■ **ASSIGNED TASK**: The answer should be every line below, repeated exactly, with the images left out.

————————

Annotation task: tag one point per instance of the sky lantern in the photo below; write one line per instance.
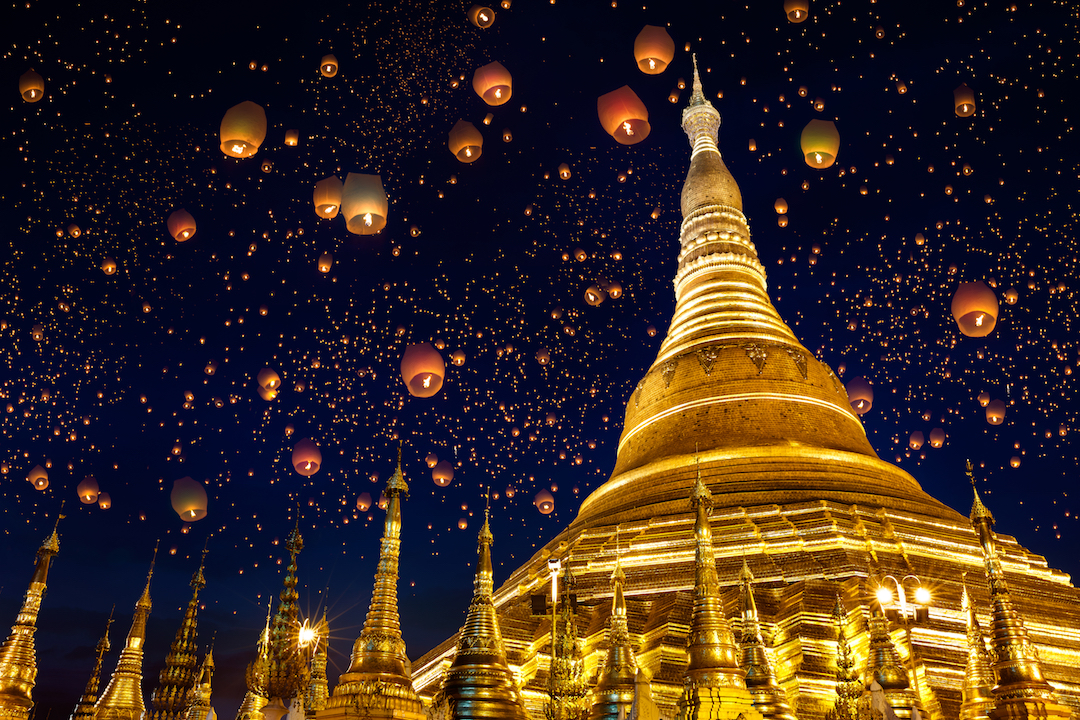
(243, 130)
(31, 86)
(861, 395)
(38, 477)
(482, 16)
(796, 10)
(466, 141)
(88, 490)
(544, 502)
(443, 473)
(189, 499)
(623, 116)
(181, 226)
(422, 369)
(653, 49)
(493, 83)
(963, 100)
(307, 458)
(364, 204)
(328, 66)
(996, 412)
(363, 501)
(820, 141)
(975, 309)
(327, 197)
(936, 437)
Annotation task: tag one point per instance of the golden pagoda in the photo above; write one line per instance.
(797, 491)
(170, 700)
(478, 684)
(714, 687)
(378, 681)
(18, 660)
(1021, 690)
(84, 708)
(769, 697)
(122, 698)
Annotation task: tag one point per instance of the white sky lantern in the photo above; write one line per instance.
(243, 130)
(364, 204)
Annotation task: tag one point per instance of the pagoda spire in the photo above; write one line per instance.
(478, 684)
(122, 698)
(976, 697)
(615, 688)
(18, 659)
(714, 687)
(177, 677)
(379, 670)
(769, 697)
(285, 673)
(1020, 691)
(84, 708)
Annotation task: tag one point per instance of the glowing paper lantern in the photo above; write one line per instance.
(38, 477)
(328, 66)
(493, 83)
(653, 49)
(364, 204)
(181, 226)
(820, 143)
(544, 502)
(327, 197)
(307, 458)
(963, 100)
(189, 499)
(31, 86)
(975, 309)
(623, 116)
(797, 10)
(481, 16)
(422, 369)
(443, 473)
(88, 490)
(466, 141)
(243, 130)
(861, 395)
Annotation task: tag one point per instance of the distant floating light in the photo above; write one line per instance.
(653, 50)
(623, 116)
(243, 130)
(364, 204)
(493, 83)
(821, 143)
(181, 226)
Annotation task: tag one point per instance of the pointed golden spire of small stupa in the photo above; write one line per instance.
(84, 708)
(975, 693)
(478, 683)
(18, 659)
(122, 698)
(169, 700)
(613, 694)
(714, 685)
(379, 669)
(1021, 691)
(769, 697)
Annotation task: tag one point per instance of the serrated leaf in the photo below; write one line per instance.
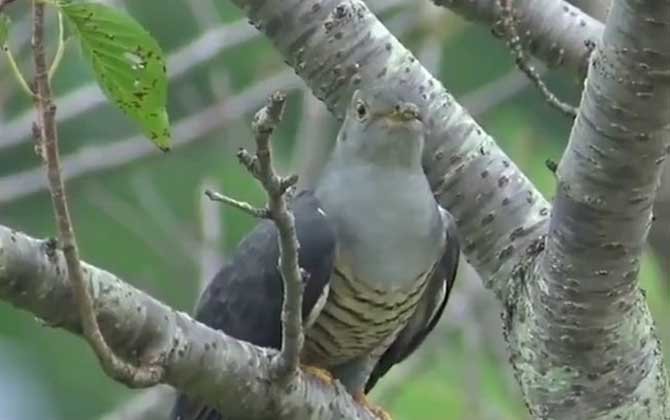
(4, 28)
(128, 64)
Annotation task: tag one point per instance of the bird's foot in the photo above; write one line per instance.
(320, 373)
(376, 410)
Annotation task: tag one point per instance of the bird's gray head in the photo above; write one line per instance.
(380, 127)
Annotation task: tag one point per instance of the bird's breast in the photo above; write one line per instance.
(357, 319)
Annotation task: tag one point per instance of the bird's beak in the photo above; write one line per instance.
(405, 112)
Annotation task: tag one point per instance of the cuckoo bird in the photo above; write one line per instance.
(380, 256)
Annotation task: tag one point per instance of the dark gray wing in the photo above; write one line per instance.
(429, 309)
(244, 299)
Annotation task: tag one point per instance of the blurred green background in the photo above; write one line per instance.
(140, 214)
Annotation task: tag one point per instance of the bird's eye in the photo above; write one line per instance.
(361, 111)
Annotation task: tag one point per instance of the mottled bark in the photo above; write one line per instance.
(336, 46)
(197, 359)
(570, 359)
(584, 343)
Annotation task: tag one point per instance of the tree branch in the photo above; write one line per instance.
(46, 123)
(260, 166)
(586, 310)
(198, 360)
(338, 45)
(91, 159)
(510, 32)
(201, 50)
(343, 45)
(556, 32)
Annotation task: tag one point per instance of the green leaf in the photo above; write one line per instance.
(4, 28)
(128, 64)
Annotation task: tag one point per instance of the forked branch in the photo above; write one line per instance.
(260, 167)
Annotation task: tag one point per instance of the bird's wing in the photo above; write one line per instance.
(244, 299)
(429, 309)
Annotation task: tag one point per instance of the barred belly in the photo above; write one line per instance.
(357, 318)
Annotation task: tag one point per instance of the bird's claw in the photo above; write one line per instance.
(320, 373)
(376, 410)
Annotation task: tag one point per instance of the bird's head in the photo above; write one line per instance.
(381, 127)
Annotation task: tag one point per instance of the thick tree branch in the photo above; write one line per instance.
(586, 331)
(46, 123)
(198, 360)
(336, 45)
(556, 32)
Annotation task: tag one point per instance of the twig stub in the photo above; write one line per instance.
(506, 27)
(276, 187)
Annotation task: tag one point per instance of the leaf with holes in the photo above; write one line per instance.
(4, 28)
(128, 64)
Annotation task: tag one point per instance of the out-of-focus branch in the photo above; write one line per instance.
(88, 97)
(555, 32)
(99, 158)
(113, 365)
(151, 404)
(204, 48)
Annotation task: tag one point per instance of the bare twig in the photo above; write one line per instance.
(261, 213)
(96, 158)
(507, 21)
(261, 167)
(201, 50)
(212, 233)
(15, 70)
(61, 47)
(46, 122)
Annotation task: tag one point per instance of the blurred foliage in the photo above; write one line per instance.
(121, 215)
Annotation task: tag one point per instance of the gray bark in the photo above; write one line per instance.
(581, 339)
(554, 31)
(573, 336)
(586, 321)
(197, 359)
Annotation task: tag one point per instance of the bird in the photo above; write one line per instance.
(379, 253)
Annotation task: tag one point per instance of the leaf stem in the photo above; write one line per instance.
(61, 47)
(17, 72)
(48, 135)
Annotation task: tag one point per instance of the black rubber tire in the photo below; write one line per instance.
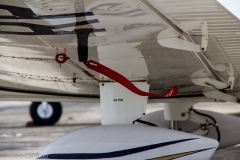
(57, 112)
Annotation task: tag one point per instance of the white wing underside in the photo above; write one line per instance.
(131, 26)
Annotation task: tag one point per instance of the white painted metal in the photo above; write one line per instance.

————————

■ **EXPECTED ANSWER**:
Annotation task: tag one point per instance of the sky lantern in the photo below; write one line per instance.
(243, 130)
(31, 86)
(861, 395)
(38, 477)
(482, 16)
(796, 10)
(466, 141)
(88, 490)
(544, 502)
(443, 473)
(189, 499)
(623, 116)
(181, 226)
(422, 369)
(653, 49)
(493, 83)
(963, 100)
(307, 458)
(364, 204)
(328, 66)
(996, 412)
(363, 501)
(820, 141)
(975, 309)
(327, 197)
(936, 437)
Annotation task: tag one point per instance of the golden pagoda in the photo above; write one line per instance.
(797, 491)
(170, 700)
(478, 684)
(714, 687)
(378, 681)
(18, 660)
(1021, 690)
(84, 708)
(769, 697)
(122, 698)
Annotation task: tag one point per instance of the white sky lantern in the photo above; write one line per instance.
(243, 130)
(364, 204)
Annotation task: tag one point per instance of the pagoda spire in the photo above; write one line per instance.
(478, 684)
(122, 698)
(976, 697)
(615, 688)
(18, 659)
(714, 687)
(177, 677)
(379, 670)
(769, 697)
(285, 673)
(1020, 691)
(84, 708)
Annotation task: tag one point per instance of the glowing paper lantern in the photo above; write one line per instance.
(38, 477)
(328, 66)
(493, 83)
(653, 49)
(364, 204)
(181, 226)
(820, 143)
(544, 502)
(327, 197)
(307, 458)
(963, 100)
(189, 499)
(31, 86)
(975, 309)
(623, 116)
(797, 10)
(481, 16)
(422, 369)
(443, 473)
(88, 490)
(466, 141)
(243, 130)
(861, 395)
Annotation task: tag one point per instance of the distant floating light in the photo above; write one line per instance.
(653, 50)
(623, 116)
(243, 130)
(364, 204)
(493, 83)
(821, 143)
(181, 226)
Annotation task: tag one point per instance of the pointed golden spire of small stupa in the photo above; write one line per instance.
(84, 708)
(975, 693)
(478, 683)
(18, 659)
(122, 698)
(169, 700)
(613, 694)
(714, 685)
(379, 669)
(1021, 691)
(769, 697)
Annotation task: tag one point per instance of the serrated leaf in the photo below; write one line per instance.
(4, 28)
(128, 64)
Annotation task: tag one point per instance of the bird's foot in the photo above; write one line per instance.
(320, 373)
(376, 410)
Annotation task: tag one point per instance of the bird's gray head in the photo above; write one line per instance.
(380, 127)
Annotation task: tag one point per instance of the bird's breast in the photo above; write one line per instance.
(357, 319)
Annotation task: tag one point per instance of the bird's beak in the photo above; write one line per instance.
(405, 112)
Annotation task: tag one point per instance of the cuckoo bird in the photo above; write one line per instance.
(380, 256)
Annotation task: tag one point per instance of the dark gray wing in the photo above; write one line per instance.
(429, 309)
(244, 299)
Annotation task: tag one point per instance of the blurred green background in the photo above; write one line per instance.
(140, 214)
Annotation task: tag one point per instance of the bird's eye in the photo above; write one line per instance.
(361, 111)
Annotation task: tag one point per instance of the mottled bark in the photo above; write one line per instance.
(336, 46)
(197, 359)
(570, 359)
(584, 343)
Annotation task: tag one point per instance of the tree branch in the photo above; write one line per instance.
(46, 123)
(260, 166)
(586, 310)
(198, 360)
(338, 45)
(91, 159)
(510, 32)
(201, 50)
(343, 45)
(556, 32)
Annotation task: tag one point per instance of the green leaf in the photo above; write one line per instance.
(4, 28)
(128, 64)
Annotation task: tag one point per instance of the forked branch in the photo above; write one line per instance.
(260, 167)
Annotation task: tag one point per instance of the bird's wing in the photo above; write one line per instance.
(244, 299)
(429, 309)
Annotation task: tag one point per instance of the barred belly in the photo above; write one line per instance.
(357, 318)
Annotation task: tag one point per instance of the bird's claw in the photo above; write one line per instance.
(320, 373)
(376, 410)
Annotation task: tag one point per instance of the bird's head in the photo above; write one line per instance.
(381, 127)
Annotation task: tag one point per instance of the thick tree branch in the photo above; write one line per instance.
(586, 331)
(46, 123)
(198, 360)
(336, 45)
(556, 32)
Annotation task: tag one point per instance of the twig stub in the photo above; write one line per instance.
(506, 27)
(276, 187)
Annotation task: tag one point per instance of the leaf with holes in the photo above; write one line per instance.
(4, 28)
(128, 64)
Annotation task: tag one point per instance of the out-of-focus branch in the photo above; write one line per instance.
(88, 97)
(555, 32)
(99, 158)
(113, 365)
(151, 404)
(204, 48)
Annotation task: tag one point per instance of the bare twig in the photo above; write one line per instance.
(261, 213)
(96, 158)
(507, 21)
(261, 167)
(201, 50)
(212, 233)
(15, 70)
(61, 47)
(46, 122)
Annotation task: tag one point per instance of the blurred foliage in the photo above; write one line per instance.
(121, 215)
Annotation task: tag one point per instance of the gray bark in the photo above; write one line per instance.
(581, 339)
(554, 31)
(573, 336)
(586, 321)
(197, 359)
Annotation task: tag one point per instance of the bird in the photo above; write one line per instance.
(379, 253)
Annotation task: tag one point per instance of the leaf stem in the photo above; write one line per instance.
(61, 47)
(17, 72)
(48, 135)
Annotation task: tag one point per instance of the black rubber tire in the photo below; write one line per instance.
(57, 112)
Annotation task: tag one point per instance of the white wing underside in the photo above; write one line per instance.
(131, 26)
Annotation task: tag one point per instance of the white painted metal in the photo above; write one line per instance.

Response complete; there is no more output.